[Data entries]
+ + + +

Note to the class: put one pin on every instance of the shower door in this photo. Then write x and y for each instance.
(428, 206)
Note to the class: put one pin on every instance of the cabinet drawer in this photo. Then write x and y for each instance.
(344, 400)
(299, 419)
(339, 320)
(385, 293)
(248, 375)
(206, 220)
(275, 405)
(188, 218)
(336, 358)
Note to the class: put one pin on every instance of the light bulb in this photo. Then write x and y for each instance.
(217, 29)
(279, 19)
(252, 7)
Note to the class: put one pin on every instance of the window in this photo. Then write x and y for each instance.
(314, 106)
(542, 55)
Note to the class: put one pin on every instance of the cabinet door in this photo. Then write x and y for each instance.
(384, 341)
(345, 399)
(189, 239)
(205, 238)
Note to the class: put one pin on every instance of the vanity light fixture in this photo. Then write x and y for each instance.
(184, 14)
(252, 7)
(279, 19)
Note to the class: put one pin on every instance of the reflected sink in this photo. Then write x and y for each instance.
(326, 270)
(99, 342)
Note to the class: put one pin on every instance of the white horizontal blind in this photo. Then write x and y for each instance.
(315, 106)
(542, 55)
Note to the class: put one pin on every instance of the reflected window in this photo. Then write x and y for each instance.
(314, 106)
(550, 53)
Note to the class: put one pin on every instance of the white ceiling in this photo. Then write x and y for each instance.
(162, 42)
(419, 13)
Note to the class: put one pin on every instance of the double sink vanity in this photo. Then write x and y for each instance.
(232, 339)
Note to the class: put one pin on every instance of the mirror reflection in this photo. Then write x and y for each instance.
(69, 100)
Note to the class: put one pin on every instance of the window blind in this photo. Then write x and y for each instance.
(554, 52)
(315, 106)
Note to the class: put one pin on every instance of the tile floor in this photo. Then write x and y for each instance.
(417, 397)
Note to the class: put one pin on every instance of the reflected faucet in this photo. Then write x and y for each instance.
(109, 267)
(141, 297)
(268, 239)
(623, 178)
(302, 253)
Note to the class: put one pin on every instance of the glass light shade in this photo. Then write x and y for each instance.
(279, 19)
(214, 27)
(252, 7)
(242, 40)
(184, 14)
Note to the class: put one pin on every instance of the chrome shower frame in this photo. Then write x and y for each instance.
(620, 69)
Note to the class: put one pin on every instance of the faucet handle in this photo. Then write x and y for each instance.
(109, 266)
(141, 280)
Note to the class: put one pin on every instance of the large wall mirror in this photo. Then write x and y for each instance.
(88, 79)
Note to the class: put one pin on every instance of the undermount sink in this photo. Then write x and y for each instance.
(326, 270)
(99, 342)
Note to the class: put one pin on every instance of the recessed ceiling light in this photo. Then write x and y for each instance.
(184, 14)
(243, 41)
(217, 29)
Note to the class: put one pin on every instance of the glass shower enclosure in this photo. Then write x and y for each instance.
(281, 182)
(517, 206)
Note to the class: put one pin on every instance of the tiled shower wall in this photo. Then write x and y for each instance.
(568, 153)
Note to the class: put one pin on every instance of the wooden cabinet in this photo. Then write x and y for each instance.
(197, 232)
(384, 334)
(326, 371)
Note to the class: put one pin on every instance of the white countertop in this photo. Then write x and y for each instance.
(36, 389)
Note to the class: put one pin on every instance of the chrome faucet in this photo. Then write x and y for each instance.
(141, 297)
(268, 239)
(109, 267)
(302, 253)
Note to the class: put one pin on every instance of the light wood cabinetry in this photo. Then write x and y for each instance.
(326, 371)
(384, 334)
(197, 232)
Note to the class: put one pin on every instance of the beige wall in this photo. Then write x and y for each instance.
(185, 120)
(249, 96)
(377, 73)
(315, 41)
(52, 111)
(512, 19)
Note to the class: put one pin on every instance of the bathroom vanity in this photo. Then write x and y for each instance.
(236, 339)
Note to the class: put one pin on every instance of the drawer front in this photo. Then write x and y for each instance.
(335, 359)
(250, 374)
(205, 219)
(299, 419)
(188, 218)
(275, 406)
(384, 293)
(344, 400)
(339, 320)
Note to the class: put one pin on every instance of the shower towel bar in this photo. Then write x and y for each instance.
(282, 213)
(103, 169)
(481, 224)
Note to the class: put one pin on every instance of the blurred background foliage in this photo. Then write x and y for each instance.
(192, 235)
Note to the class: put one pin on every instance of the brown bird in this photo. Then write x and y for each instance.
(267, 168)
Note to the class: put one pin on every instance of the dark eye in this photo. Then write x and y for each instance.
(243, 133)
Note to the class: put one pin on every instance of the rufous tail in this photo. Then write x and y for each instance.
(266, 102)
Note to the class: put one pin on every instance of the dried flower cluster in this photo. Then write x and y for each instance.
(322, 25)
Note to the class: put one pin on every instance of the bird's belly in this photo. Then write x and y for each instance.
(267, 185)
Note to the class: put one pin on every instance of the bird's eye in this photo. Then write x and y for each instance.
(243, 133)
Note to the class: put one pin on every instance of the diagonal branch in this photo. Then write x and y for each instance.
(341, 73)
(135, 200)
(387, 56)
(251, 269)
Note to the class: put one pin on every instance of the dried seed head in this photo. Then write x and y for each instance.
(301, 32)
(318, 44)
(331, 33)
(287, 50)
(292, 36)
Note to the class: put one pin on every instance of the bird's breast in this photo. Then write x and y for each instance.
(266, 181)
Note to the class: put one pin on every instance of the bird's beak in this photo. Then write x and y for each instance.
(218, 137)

+ + + +

== WORK ITEM ==
Retype the data exactly as it reads.

== EXERCISE OUTPUT ==
Note to the class: put one pin on every instance of the shower door in this photo. Then write x and y for each instance.
(428, 206)
Note to the class: put one pin on every instance of the cabinet drawer in this photo. Then write x and y for each instance.
(344, 400)
(299, 419)
(339, 320)
(385, 293)
(248, 375)
(206, 220)
(275, 405)
(188, 218)
(336, 358)
Note to the class: put one pin on every instance of the light bulb in this photo. Then write x and y for each instance.
(217, 29)
(279, 19)
(252, 7)
Note to the class: put one pin on every instance of the window in this photo. Then write x and y for each instance.
(314, 106)
(542, 55)
Note to the class: put one pin on every instance of the cabinet door in this photo. Then write x and y for each instance.
(384, 341)
(345, 399)
(189, 239)
(205, 238)
Note to the class: put one pin on every instance of the vanity light fixture in this photo. Then write x and y for each instance.
(184, 14)
(252, 7)
(279, 19)
Note to the class: put one pin on every instance of the reflected sink in this photo. Then write x and y for each instance.
(326, 270)
(99, 342)
Note to the class: put one pin on every instance of the white horizontal blind in this photo. Then write x and y for each instance.
(315, 106)
(542, 55)
Note to the class: put one pin on every instance of the reflected window in this photo. Then write x and y for each instance.
(314, 106)
(550, 53)
Note to the class: put one pin on every instance of the white ceiling in this photo. Then write x and y for each instance.
(162, 42)
(419, 13)
Note to the class: put one pin on every instance of the double sink vanity in this photo. Then write x and y for each instance.
(232, 339)
Note to the class: put one pin on every instance of the mirror reflection in this photo. Then write x and y for each instance.
(69, 100)
Note to the class: put one pin on every instance of the window blind in this photo. Then write x and y for each instance.
(554, 52)
(315, 106)
Note to the class: put one pin on every instance of the tile floor in this photo. Then write x and y for each instance.
(417, 397)
Note to the class: put one pin on every instance of the reflected faucet in this photo. Then write x and y for each instance.
(109, 267)
(141, 297)
(268, 239)
(623, 178)
(302, 253)
Note to the class: put one pin on every instance of the glass light shade in this photo. Then write x and y for each instance.
(279, 19)
(214, 27)
(252, 7)
(242, 40)
(184, 14)
Note to the class: put one pin on every instance of the chrome shower frame in this photo. Then write x and y for each instance.
(620, 69)
Note to the class: put one pin on every instance of the faucet handle in this photo. Then write x and y for each instance.
(109, 266)
(141, 280)
Note to the class: put one pin on every instance of the large wall mirror in this photo. Then write x and y for each instance.
(88, 79)
Note to the class: put one pin on every instance of the undermount sink in this photo. Then write x and y for each instance.
(326, 270)
(99, 342)
Note to the class: put one pin on every instance of the recessed ceiling light in this photo. Then write x and y for each instance.
(184, 14)
(243, 41)
(217, 29)
Note to the class: put one pin on every instance of the glass shower enclosure in this photo. Then write x and y for each instance.
(281, 182)
(517, 206)
Note to the class: put one pin on every instance of the tiled shower wall in this photo. Then write x and y for each instance.
(568, 153)
Note to the class: put one pin on every instance of the wooden cabinet in this photo. Then write x and y for each instance.
(197, 232)
(384, 334)
(326, 371)
Note to the class: put one pin on every instance of the white countertop in this photo. Then write x and y for each instance.
(36, 389)
Note to the class: put one pin on every instance of the chrome faucet in this photo. Then write x and y for each instance.
(141, 297)
(268, 239)
(109, 267)
(302, 253)
Note to the class: put one pin on every instance of the light wood cabinetry in this photo. Then write x and y for each instance.
(326, 371)
(384, 334)
(197, 232)
Note to the class: put one pin on every instance of the beige wall in this photo. Then write x and y for each instance.
(185, 120)
(249, 96)
(377, 73)
(315, 41)
(52, 111)
(512, 19)
Note to the class: put one pin on every instance of the bathroom vanity in this photo. Then write x and y for each instance.
(236, 339)
Note to the class: put one pin on every instance of the drawer front in this photo. Then write x and y for each instance.
(335, 359)
(250, 374)
(205, 219)
(299, 419)
(188, 218)
(275, 406)
(384, 293)
(344, 400)
(339, 320)
Note to the class: put one pin on every instance of the shower towel bar in this photo. Then write x and y for each instance.
(282, 213)
(103, 169)
(481, 224)
Note to the class: put one pin on every instance of the blurred background foliage in this photo. Then write x and y for each instance.
(192, 235)
Note to the class: put one pin on every instance of the brown bird in this photo. Then write x and y for each instance.
(267, 168)
Note to the class: put one pin on every instance of the dark eye in this photo. Then write x and y for each instance.
(243, 133)
Note to the class: put one pin on every instance of the rufous tail in this photo. Then write x and y for each instance.
(266, 102)
Note to the class: put one pin on every instance of the dried flower cluster in this photo. Then write x and y for each instance.
(322, 25)
Note to the class: put one pin on every instance of the bird's belly in this photo. Then write x and y for each instance.
(267, 185)
Note to the class: put one pin on every instance of the bird's eye in this photo. Then write x and y for each instance.
(243, 133)
Note to the class: put one pin on every instance of the diagonal branch in this photo. Then write x and y for each instance.
(341, 73)
(135, 200)
(387, 56)
(251, 269)
Note to the class: put one pin on every instance of the dried seed head in this photo. Then write x and y for each instance.
(301, 32)
(318, 44)
(331, 33)
(287, 50)
(292, 36)
Note to the class: put one pin on every instance of the bird's breast in this photo. Then write x and y for each instance.
(266, 181)
Note to the class: put one pin on every instance of the bird's beak in this photo. Then write x and y for each instance.
(218, 137)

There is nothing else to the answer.